WHAT YOU WILL DO. Repeat, exactly and only, the lines from the one containing "Spot the boat hull, then" to the last line, inclusive; do not repeat the pictures.

SUPPLIED ENTRIES.
↓↓↓

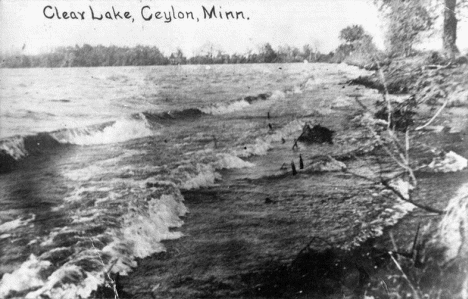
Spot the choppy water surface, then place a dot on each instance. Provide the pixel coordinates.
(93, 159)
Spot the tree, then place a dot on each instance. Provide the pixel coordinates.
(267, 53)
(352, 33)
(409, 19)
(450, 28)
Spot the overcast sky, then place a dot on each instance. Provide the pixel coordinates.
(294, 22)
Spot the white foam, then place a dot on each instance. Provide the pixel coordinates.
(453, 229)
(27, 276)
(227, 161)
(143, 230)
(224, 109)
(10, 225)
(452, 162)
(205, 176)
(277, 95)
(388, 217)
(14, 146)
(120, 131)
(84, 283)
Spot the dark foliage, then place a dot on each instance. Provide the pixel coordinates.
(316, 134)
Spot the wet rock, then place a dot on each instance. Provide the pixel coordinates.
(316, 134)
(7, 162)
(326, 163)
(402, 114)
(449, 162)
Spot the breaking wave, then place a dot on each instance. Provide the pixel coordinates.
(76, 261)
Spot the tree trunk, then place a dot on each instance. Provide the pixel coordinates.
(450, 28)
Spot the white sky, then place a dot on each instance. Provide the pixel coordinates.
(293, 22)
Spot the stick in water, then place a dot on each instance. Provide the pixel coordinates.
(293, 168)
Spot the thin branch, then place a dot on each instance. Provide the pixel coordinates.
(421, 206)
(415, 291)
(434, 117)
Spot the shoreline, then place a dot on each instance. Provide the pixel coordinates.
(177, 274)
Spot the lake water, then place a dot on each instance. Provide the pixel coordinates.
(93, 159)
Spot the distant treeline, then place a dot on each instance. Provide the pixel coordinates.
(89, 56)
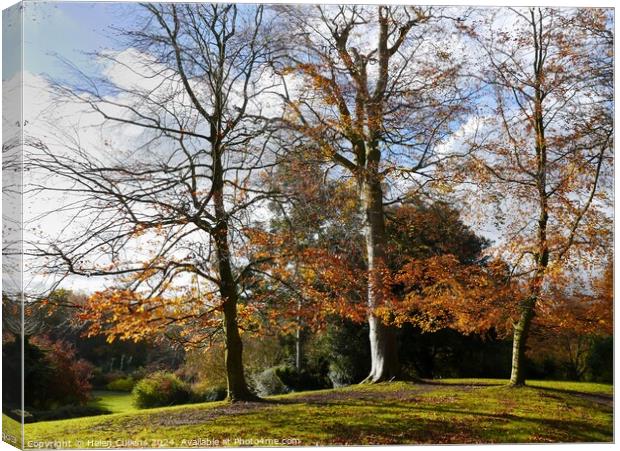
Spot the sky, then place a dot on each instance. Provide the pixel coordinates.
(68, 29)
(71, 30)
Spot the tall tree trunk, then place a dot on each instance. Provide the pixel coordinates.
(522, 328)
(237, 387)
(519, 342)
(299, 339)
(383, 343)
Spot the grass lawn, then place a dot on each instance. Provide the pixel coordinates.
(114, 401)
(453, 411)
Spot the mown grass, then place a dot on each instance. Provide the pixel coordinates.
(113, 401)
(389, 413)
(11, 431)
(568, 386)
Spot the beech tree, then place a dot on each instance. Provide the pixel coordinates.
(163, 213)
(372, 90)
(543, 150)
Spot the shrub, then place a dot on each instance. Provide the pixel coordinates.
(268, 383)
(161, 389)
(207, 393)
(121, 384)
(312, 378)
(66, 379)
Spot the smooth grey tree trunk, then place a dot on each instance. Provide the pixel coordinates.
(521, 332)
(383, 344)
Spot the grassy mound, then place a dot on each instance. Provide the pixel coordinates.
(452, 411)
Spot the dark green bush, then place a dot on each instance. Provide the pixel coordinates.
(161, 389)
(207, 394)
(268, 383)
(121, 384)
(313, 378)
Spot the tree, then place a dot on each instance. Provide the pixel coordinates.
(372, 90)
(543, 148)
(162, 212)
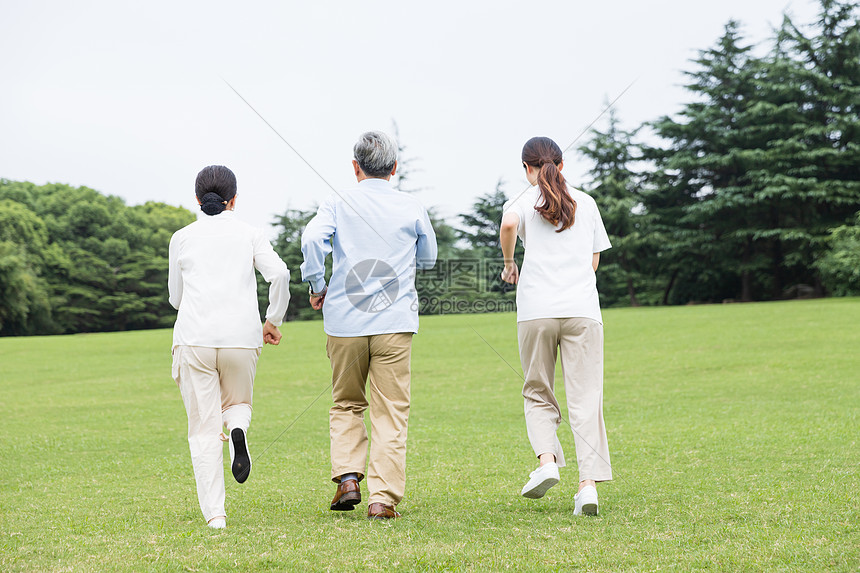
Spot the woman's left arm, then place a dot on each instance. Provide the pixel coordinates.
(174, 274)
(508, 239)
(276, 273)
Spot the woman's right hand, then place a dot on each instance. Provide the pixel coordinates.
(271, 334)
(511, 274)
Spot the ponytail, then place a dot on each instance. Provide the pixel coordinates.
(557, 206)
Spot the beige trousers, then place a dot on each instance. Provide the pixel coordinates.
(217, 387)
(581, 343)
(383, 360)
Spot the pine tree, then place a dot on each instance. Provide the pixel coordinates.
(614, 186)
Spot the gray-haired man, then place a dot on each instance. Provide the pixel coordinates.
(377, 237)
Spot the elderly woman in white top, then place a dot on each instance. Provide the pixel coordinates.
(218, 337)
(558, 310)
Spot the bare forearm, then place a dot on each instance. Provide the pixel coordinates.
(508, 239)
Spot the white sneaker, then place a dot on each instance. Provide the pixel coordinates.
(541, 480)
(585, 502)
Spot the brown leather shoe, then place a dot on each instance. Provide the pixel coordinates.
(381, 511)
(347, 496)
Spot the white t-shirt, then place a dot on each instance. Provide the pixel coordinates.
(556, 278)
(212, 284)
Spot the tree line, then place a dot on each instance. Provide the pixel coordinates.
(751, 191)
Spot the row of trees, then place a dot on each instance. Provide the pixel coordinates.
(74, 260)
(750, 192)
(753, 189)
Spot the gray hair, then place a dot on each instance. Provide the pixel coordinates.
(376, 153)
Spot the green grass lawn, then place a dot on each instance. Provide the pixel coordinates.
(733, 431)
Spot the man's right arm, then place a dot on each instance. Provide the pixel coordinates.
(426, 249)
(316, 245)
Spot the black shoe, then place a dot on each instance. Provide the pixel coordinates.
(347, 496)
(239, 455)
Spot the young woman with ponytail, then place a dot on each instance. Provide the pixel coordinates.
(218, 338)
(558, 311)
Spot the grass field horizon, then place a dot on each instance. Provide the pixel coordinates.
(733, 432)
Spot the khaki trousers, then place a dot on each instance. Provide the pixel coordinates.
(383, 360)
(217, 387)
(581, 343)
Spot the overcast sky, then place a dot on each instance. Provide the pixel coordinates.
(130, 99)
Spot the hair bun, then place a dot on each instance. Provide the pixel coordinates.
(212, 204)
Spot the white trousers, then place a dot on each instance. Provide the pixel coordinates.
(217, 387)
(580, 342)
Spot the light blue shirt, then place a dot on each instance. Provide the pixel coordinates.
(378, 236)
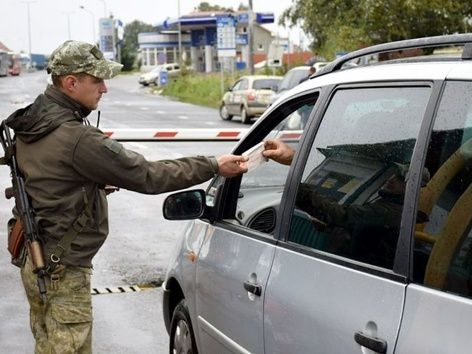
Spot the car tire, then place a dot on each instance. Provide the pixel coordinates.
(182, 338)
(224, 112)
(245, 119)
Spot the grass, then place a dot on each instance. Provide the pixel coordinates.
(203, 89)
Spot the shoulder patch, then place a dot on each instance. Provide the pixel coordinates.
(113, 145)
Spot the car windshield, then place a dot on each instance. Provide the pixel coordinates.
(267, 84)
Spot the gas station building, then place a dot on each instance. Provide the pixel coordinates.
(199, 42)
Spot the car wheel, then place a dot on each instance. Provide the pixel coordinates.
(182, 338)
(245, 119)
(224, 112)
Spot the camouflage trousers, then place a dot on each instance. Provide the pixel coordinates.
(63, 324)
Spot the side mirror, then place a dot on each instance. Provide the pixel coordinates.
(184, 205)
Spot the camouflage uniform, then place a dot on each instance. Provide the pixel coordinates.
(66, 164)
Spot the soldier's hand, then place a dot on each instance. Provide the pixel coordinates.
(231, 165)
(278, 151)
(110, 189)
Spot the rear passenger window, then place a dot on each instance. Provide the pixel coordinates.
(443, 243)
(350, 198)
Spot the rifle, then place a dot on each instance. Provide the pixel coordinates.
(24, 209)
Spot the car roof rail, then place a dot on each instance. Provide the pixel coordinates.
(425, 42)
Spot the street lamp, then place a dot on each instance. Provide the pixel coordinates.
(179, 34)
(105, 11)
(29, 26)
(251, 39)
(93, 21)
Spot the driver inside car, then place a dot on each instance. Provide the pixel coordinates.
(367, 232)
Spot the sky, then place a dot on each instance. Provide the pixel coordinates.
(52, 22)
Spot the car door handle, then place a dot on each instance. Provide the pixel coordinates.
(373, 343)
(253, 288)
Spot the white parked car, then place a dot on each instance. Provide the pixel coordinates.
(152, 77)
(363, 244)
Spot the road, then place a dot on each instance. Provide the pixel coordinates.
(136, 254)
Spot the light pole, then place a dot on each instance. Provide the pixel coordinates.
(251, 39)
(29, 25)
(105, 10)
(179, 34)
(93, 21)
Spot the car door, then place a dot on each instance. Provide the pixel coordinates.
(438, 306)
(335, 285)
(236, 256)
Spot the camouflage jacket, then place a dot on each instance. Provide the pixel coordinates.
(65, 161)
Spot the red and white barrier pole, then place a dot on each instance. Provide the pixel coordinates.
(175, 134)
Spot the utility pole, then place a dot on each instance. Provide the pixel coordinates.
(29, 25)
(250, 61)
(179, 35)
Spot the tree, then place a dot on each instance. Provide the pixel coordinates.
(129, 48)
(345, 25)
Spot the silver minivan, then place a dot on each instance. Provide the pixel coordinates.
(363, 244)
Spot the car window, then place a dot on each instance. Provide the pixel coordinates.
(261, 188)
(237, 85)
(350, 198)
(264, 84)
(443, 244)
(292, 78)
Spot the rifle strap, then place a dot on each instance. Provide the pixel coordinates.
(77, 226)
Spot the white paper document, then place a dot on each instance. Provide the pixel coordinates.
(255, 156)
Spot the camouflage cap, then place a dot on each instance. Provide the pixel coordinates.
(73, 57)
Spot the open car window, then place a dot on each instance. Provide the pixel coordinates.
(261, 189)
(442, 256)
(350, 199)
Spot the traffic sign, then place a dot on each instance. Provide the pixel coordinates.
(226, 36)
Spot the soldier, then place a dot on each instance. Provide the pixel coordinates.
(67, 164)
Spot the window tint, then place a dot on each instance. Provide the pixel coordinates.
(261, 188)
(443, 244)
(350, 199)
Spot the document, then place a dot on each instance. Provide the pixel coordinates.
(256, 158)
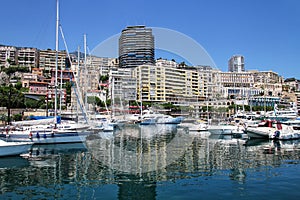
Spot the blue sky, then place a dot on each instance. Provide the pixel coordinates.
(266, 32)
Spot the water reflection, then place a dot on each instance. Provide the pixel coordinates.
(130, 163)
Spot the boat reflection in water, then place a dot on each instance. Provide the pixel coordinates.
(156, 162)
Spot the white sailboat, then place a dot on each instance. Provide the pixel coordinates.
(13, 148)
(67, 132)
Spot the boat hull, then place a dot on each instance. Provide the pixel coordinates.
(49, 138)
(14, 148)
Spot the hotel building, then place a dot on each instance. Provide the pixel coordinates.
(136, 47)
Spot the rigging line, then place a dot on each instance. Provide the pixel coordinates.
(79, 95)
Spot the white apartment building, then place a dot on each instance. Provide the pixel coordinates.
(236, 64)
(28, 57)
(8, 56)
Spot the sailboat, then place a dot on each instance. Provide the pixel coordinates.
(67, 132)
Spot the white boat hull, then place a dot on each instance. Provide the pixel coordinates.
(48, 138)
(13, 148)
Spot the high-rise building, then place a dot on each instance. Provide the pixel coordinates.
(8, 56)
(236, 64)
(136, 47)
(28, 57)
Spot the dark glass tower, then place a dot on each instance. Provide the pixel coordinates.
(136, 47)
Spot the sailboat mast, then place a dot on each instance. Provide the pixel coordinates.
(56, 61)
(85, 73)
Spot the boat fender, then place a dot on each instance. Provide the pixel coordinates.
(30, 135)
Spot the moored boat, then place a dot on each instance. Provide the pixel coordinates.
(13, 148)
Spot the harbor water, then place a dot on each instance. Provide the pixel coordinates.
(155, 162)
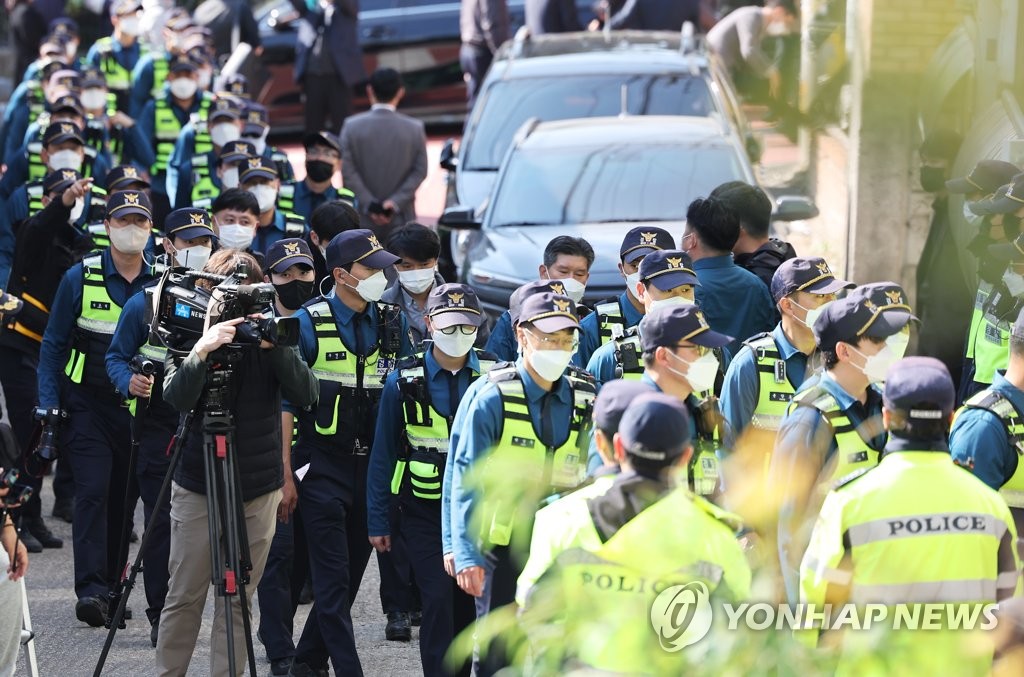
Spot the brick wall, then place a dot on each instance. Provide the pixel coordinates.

↑↑↑

ANSWER TO THIS EXERCISE.
Spot the boat hull, then place a dot on each instance. Provide the pixel coordinates.
(49, 138)
(14, 148)
Spot the hotel building, then place a dot on each instance. Provide the pixel coordinates.
(136, 47)
Spot the rigging line, then place a dot on each instance. Provide the pixel coordinates.
(79, 95)
Spot the white apartment building, then place a dot on each instance. Provide the pixel coordinates.
(236, 64)
(28, 57)
(8, 56)
Spot the sailboat, then place a dot on each instance. Provide the pixel coordinates.
(67, 132)
Spot the white boat hull, then place a dot on each instance. Provide the pixel coordinates.
(48, 138)
(13, 148)
Spot the high-rise building, then place a dot on each instance. Provide the pixel coordinates.
(8, 56)
(236, 64)
(136, 47)
(28, 57)
Spot the dark glass tower, then place a dot on each instance. Provide the pixel coordinates.
(136, 47)
Spot the sailboat mast, then place a dot on each instance. Provide the pixel coordinates.
(56, 61)
(85, 73)
Spot the boat fender, then place a dot on each instance. Provide the pixel coordinates.
(30, 135)
Spot the moored boat, then place a dot on each instance. Provide the pixel coordinates.
(13, 148)
Spot the harbor water, then place a dot on each instance. Provide the pixel coordinates.
(155, 162)
Spot the brick wall, then place a dot on each instance. Provide the pixel coordinates.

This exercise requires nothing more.